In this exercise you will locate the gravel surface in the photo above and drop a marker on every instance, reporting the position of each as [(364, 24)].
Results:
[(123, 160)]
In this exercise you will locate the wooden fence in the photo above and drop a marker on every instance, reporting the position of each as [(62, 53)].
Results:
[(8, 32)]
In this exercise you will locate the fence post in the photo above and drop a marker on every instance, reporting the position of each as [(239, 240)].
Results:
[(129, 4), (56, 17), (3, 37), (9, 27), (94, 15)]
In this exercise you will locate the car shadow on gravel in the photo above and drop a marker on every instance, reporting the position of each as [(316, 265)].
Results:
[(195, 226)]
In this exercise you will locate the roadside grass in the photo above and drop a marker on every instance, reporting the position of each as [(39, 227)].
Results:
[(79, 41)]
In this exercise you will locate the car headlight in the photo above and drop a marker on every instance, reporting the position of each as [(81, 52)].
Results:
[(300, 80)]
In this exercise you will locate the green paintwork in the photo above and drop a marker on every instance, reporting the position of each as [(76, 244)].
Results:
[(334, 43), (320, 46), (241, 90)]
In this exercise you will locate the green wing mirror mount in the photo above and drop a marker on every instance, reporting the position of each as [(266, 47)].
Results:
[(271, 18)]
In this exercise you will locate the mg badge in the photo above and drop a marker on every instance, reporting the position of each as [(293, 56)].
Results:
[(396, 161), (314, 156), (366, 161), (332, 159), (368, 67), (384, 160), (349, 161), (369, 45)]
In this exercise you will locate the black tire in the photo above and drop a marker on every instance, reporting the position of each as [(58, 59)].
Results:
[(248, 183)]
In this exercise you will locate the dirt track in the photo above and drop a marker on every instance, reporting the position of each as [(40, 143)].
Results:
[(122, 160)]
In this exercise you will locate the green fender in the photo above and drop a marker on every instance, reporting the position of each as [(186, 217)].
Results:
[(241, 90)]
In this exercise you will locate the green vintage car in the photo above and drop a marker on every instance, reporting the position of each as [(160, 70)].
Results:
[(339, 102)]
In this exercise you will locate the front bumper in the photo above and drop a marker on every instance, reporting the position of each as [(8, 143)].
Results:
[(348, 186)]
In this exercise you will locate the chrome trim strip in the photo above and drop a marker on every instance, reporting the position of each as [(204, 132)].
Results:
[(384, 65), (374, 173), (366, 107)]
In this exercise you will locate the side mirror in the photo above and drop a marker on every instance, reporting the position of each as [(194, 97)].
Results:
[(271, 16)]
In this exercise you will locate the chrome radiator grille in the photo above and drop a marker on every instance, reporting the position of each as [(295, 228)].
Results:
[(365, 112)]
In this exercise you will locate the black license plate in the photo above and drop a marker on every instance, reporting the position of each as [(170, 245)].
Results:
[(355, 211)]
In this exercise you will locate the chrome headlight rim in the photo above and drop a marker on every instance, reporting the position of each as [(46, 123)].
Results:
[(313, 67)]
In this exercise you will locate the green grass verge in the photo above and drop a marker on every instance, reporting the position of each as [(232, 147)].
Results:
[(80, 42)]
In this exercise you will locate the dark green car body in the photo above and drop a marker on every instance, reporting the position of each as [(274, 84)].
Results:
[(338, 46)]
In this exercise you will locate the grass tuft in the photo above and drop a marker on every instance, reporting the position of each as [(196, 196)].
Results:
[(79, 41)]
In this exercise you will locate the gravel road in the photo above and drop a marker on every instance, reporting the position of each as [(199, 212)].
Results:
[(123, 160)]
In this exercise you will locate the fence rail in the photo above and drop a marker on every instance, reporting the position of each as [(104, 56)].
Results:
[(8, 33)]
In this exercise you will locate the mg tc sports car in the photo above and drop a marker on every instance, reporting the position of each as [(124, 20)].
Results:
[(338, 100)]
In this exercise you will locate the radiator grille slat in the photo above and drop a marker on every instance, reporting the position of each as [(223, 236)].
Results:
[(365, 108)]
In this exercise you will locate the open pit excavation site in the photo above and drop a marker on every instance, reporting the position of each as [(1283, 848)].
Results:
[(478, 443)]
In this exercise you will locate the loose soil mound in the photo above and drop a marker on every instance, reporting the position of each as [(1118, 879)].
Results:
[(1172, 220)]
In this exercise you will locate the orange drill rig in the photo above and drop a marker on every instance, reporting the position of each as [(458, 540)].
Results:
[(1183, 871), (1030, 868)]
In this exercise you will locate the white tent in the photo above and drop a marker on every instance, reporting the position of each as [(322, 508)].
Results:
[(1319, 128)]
..............................
_What is expected_: The records above should be returned exactly.

_Answer to this exercise_:
In this exercise you will locate the gravel surface in the photo above and drop a marker on every instance, reporting the position of each as [(364, 24)].
Results:
[(123, 160)]
In this exercise you will locate the wooden fence in the photo above and drop a marker on every instance, reporting the position of each as [(62, 53)].
Results:
[(8, 32)]
In this exercise you will locate the fence post in the photo above and drop a marker on every instance, reporting the position of each as [(239, 240)].
Results:
[(129, 4), (56, 17), (3, 37), (9, 27), (94, 15)]
In this exercise you will locate the car shadow on gravel in the photo above and drop a marker on every instance, reporting the position of each as [(316, 265)].
Results:
[(195, 226)]
In this exercise you will locate the roadside grass in the photo above and drop a marker on every instance, reporting the position of each as [(39, 227)].
Results:
[(79, 41)]
In this exercise you will locate the car headlight in the photo above and drop a marker on every instance, reporting the position of each as [(81, 52)].
Results:
[(300, 80)]
In this exercise you will locate the green paintwork in the photo above and drop a marker on every instance, reporting the position of each as [(76, 244)].
Results:
[(334, 43), (320, 46), (241, 90)]
In this exercise you will locate the green wing mirror mount in the photo above and drop a marker on every instance, reporting the position of each as [(266, 47)].
Results:
[(271, 18)]
In this exercise you will locate the mg badge in the photo above and drop a marker on every instance, reporting the position of each as [(293, 56)].
Results:
[(396, 161), (314, 156), (366, 161), (332, 159), (368, 67), (384, 160), (349, 161), (369, 45)]
In this exercise you will locate the black tire in the photo above and drop a marker on every instance, reporting the position of each as [(58, 59)].
Results:
[(248, 183)]
In this exercise you will locate the dirt track in the photo above and drop a marker on every instance, reporting the position of each as [(40, 143)].
Results:
[(122, 160)]
In this exercise you will locate the green fender in the photo above and drop a marker on every instance, reporting the position of each as [(186, 217)].
Results:
[(241, 90)]
In this exercise you will locate the green vintage car in the photo above and drop a marker on every instance, reporting the position of each as [(160, 70)].
Results:
[(339, 102)]
In this exercise you will locate the front bumper in the photo above and drop a marker on every instance, reporting the position of each as [(8, 143)].
Results:
[(348, 186)]
In this exercise you will locate the chrome trim strip in the photo above and drop a marker on every instance, reporting the position of each as [(204, 132)].
Results:
[(384, 65), (374, 173), (366, 107)]
In this exercise you will locate the side mirror in the photo above and drop a marker on every instance, reporting the position of each as [(194, 97)].
Results:
[(271, 16)]
In this exercise you will locate the chrome radiator grille in the photo above and drop a marker on every instance, reporting the position of each as [(295, 228)].
Results:
[(365, 112)]
In this exercise you will locate the black license plate in the photo above and drop a marker on every instance, reporting the position of each as [(170, 245)].
Results:
[(355, 211)]
In this exercise you will locate the chrome headlight rim in the photo above and drop a marker on every instance, reporting the position of each as [(46, 123)].
Results:
[(313, 67)]
In this exercise you will locate the green grass verge in the photo above and drop a marker on every instance, reporting the position of each as [(232, 147)].
Results:
[(80, 42)]
In this exercise you will locate the dark green car body in the photo above and drop a marker on every instance, reporting the position of each as [(274, 84)].
Results:
[(338, 46)]
In this exercise you will locate the grass tuft in the photo above and drop a marker on every instance, reporting the position of each as [(196, 196)].
Results:
[(79, 41)]
In this exercise you will locate the gravel road in the photo above and drop a marker on every instance, reporting the position of each as [(199, 212)].
Results:
[(123, 160)]
In this exercise you will locate the fence rail in the photo above and drop a marker on every instance, reporting the position of each as [(104, 56)].
Results:
[(8, 33)]
In this exercise you will locate the mg tc sports car in the photo above and drop a marker on every instance, reporting the position of each as [(124, 20)].
Results:
[(338, 100)]
In this exercise you will locate the radiator grille slat in the photo above and drop a marker on every instance, reporting the position of each as [(223, 236)].
Results:
[(365, 108)]
In this exercise you will locate the open pit excavation site in the photo above and drop a marker on every instance, reporting the position of each as [(1283, 848)].
Results:
[(478, 443)]
In this exercise you will locate the loose soil mound in the photo above and drop a marker on every instance, reporting the position of each as [(1118, 879)].
Results:
[(1172, 220)]
In this exercise you will locate the orange drill rig in the photo above and drop a marker on every instance, reporting the position of each as [(458, 540)].
Results:
[(1183, 871), (1030, 868)]
In this exercise you will locate the white tent in the photo above and drop a marker on every instance, reporting the position of each as [(322, 508)].
Results:
[(1319, 128)]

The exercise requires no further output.